### Text extract
↓
I don’t know where he’s been, but he always shows up, day or night.

If there’s milking going on, Asaph shows. Doesn’t matter who’s milking that shift, he shows. Asaph’s got rhythm.

I call him Asaph because, during a six-hour milking shift, he chirps out birdsong praise that pierces heaven. Yes, I know. Sparrows are worthless (except in the eyes of God). But to me, sparrows are sacred precisely because, to most, they go unnoticed. Yet they splendidly declare the glory of God as individual’s part of something grander like a choir or a symphony. I could think of no one besides David, a name too common for this occasion, more skilled in uttering praise than David’s co-psalter, Asaph.

I started my own little rhythm, a little liturgy. I catch a shadowy movement out of the corner of my eye. Asaph silently glides past to ascend to his roosting/praising perch. I grab the tattered, iodine-stained church bulletin from Sunday’s service out of my back pocket, greet Asaph a good and fine morning, and ask him to join me in reading the Psalm printed in the God Calls Us section. Asaph always nods approvingly, rearranges a few feathers on the black napkin which garbs his upper chest, and interprets my English phrases into bird-praise.

I mentioned there were two exceptions to my sparrow ID limits. After a month of noticing Asaph’s methodical visits to the cable perch, I spotted a female companion joining him. Sparks sizzled between them. I feared this new acquaintance might whisk Asaph away to her perch in another part of the barn, but Asaph remained resolute. His little rhythm of “showing up” was undeterred.

Joining him, with grace and devotion, was this new little tweeter I call Miriam.

Moses’s sister Miriam, you recall, led the women in song and praise with tambourines as the sea closed over Pharaoh’s chariots. Now Miriam, arrayed in a traditional feathered gown, sings forth praises in the same tradition.
↑
### Extracted data
↓
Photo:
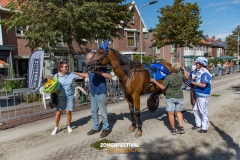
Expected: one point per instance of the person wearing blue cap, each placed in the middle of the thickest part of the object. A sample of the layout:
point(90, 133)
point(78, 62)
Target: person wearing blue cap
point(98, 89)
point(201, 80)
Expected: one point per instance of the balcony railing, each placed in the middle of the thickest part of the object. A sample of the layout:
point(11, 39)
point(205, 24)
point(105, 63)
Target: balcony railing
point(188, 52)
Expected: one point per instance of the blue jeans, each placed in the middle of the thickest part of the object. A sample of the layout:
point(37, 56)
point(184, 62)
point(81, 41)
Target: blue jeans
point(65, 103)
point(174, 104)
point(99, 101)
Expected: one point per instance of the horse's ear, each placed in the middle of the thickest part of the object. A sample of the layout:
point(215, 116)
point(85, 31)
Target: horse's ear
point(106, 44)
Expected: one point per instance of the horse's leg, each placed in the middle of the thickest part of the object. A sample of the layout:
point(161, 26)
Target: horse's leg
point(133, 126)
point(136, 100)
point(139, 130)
↑
↓
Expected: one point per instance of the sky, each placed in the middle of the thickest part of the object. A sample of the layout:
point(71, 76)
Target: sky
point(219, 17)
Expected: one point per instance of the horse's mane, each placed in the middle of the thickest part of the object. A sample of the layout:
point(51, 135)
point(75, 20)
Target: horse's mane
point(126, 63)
↑
↓
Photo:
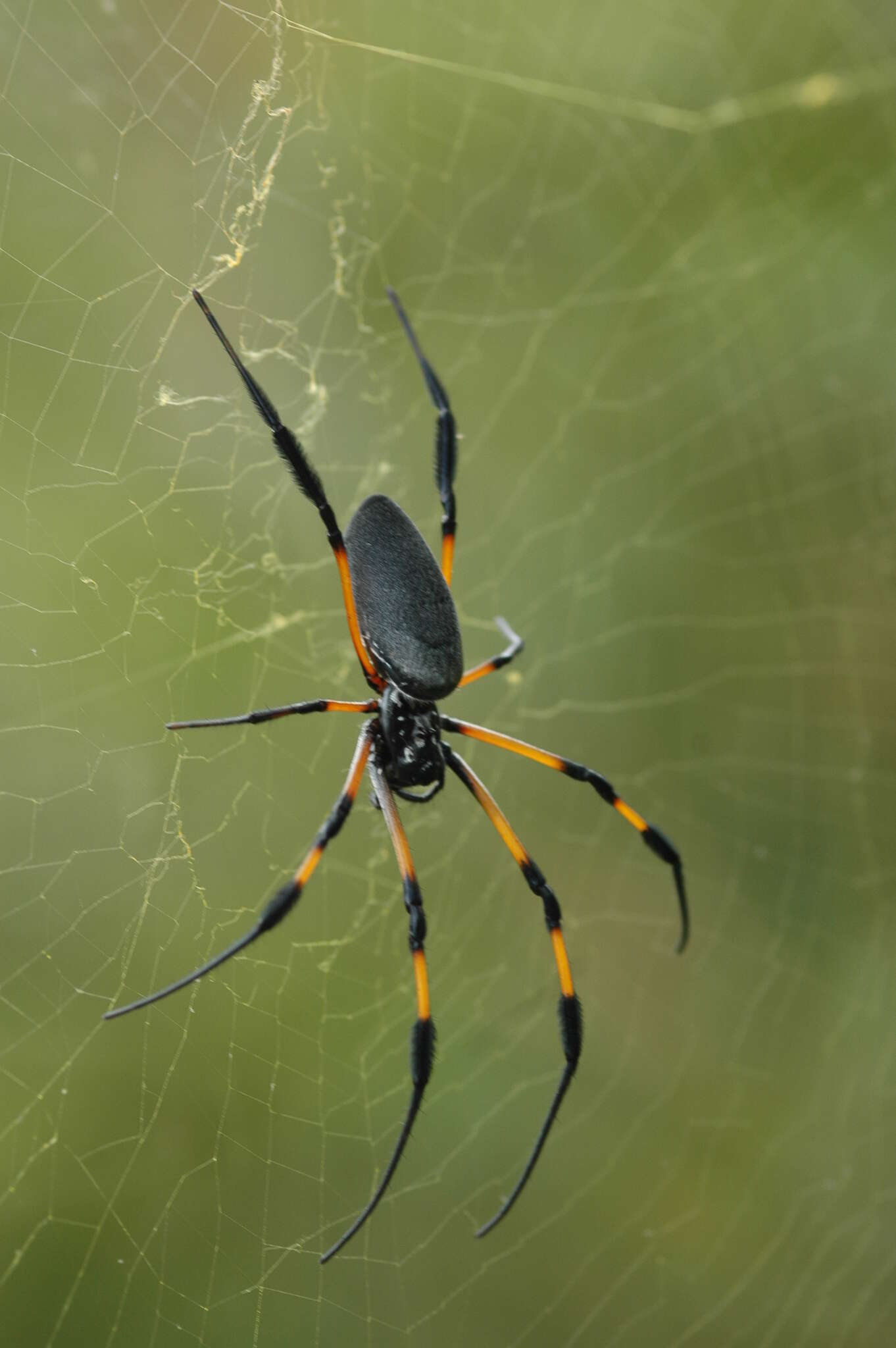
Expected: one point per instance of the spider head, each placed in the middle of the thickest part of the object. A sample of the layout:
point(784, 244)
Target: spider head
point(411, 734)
↑
### Task set
- A) In the passage about the barn sparrows, how long is the milking shift during which Asaph sings?
- B) Pick out every line of the records that contains the word "wearing" and copy each of those lines in full.

### In response
- A) Six hours.

- B)
Expected: one point per instance of the person wearing blue cap, each placed in the middle of the thickest part of the object. A sample of the layout:
Target: person wearing blue cap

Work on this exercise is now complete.